Dead Man Walking narre la
rencontre improbable entre une religieuse éprise de justice et un assassin. Le
récit bouleversant de Soeur Helen Prejean, adapté au cinéma avec succès, a valu
à Susan Sarandon l’Oscar de la meilleure actrice en 1996. En 2000, le
dramaturge Terrence McNally, déjà connu des lyricophiles pour sa pièce Les
leçons de Maria Callas
, réécrit l’histoire pour en faire son premier livret
d’opéra. Le compositeur américain Jake Heggie le met en musique, signant un
oeuvre à la fois complexe et accessible.

Pas étonnant que ce drame de courage
et de passion ait été repris près de 30 fois depuis sa création. À la Salle Wilfrid-Pelletier de la Place des Arts, les 9, 12, 14 et 16 mars 2013, 19 h 30.

Sur
scène, devant et derrière les barreaux, une distribution entièrement
canadienne, où l’on reconnaîtra plusieurs anciens membres de l’Atelier lyrique
de l’Opéra de Montréal. Dans les rôles principaux, Allyson McHardy, mezzo très
en demande sur les scènes du monde entier, incarne Soeur Helen, et le baryton
Étienne Dupuis, étoile non seulement montante mais confirmée, endosse
l’uniforme de prisonnier de Joseph De Rocher. Autour d’eux, Kimberly Barber (la
mère de Joseph), Chantale Nurse (Soeur Rose), Mariateresa Magisano (Kitty
Hart), Mia Lennox-Williams (Jane Boucher), Aidan Ferguson (Soeur Catherine),
John Mac Master (Father Grenville), Thomas Goerz (Owen Hart), Alain Coulombe
(George Benton), Kurt Lehmann (Howard Boucher) et Philip Kalmanovitch (un
policier).

Entrées:
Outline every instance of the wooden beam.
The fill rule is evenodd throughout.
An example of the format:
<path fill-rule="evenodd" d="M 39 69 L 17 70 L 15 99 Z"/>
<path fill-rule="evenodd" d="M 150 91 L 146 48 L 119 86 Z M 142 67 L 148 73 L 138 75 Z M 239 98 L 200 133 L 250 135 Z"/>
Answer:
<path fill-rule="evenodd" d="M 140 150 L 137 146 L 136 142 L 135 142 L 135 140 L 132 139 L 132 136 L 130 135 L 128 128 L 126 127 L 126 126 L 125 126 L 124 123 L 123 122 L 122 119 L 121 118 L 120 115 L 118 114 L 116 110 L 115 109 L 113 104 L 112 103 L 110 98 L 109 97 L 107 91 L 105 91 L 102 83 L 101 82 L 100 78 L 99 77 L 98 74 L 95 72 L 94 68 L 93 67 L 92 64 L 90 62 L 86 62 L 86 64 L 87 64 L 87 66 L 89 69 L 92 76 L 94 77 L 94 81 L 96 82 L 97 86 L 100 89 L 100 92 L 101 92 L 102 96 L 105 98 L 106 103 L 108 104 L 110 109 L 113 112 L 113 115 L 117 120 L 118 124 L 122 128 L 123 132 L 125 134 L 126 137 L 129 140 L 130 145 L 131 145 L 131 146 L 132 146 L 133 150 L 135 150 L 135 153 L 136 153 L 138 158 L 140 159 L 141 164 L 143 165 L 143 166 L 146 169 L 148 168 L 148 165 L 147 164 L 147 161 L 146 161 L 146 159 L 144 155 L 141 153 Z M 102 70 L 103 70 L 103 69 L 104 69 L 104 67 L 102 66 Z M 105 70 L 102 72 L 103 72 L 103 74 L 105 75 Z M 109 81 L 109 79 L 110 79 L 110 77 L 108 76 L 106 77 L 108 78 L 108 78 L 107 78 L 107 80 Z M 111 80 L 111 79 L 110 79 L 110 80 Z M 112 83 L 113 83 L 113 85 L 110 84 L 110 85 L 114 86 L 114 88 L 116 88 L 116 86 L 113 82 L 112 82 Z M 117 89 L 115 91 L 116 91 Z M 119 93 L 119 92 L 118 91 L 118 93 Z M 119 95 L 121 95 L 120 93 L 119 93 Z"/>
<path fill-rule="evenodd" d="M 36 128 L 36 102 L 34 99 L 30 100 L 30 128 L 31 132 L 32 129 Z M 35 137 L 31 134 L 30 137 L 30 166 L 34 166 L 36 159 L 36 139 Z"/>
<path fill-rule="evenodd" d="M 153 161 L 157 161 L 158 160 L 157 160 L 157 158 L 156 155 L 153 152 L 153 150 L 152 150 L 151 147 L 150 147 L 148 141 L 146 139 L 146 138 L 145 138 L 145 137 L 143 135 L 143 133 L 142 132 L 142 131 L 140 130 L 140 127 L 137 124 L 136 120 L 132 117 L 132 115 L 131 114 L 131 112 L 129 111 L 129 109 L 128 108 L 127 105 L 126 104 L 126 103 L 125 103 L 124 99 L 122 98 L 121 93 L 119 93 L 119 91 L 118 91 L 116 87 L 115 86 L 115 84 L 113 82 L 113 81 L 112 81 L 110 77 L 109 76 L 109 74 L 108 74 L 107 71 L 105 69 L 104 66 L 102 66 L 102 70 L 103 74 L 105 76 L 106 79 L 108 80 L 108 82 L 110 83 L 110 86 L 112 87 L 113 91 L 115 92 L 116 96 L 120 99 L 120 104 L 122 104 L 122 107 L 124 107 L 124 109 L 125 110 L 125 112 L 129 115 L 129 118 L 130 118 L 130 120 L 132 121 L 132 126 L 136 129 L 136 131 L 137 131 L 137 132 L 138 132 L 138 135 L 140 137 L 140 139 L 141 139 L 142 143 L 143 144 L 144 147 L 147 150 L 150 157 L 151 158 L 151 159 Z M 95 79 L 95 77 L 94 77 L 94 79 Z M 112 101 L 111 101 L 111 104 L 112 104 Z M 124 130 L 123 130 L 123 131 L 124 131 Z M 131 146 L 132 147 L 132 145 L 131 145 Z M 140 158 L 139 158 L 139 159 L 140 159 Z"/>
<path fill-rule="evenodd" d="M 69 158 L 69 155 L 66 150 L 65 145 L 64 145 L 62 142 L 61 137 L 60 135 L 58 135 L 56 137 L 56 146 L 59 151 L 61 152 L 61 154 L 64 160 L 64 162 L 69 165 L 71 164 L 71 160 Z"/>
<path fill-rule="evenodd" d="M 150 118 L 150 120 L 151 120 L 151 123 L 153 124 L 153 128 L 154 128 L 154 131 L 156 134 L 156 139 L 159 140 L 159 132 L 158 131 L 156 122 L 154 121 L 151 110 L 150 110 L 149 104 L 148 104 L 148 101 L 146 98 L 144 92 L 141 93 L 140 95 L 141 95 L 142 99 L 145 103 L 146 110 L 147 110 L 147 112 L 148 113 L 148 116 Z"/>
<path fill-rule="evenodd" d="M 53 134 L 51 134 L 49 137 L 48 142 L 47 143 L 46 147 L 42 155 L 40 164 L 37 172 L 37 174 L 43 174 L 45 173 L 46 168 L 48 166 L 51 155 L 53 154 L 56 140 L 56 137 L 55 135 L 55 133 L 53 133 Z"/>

Liste de tâches:
1. Les affirmations ci-dessous concordent-elles avec le texte sur l’opéra Dead Man Walking ? Pour chacune, répondez par oui ou non en recopiant mot pour mot les mots du texte qui tranchent. (a) Jake Heggie a écrit le livret de l’opéra. (b) Susan Sarandon a reçu l’Oscar de la meilleure actrice en 1996. (c) Tous les chanteurs de la distribution sont canadiens.
2. Recopiez le texte sur l’opéra Dead Man Walking à partir de « Pas étonnant que » jusqu’à « 2013, 19 h 30. » inclus.

Réponses par tâche:
1.
(a) Non : « réécrit l’histoire pour en faire son premier livret d’opéra. Le compositeur américain Jake Heggie le met en musique »
(b) Oui : « a valu à Susan Sarandon l’Oscar de la meilleure actrice en 1996 »
(c) Oui : « une distribution entièrement canadienne »

2.
Pas étonnant que ce drame de courage
et de passion ait été repris près de 30 fois depuis sa création. À la Salle Wilfrid-Pelletier de la Place des Arts, les 9, 12, 14 et 16 mars 2013, 19 h 30.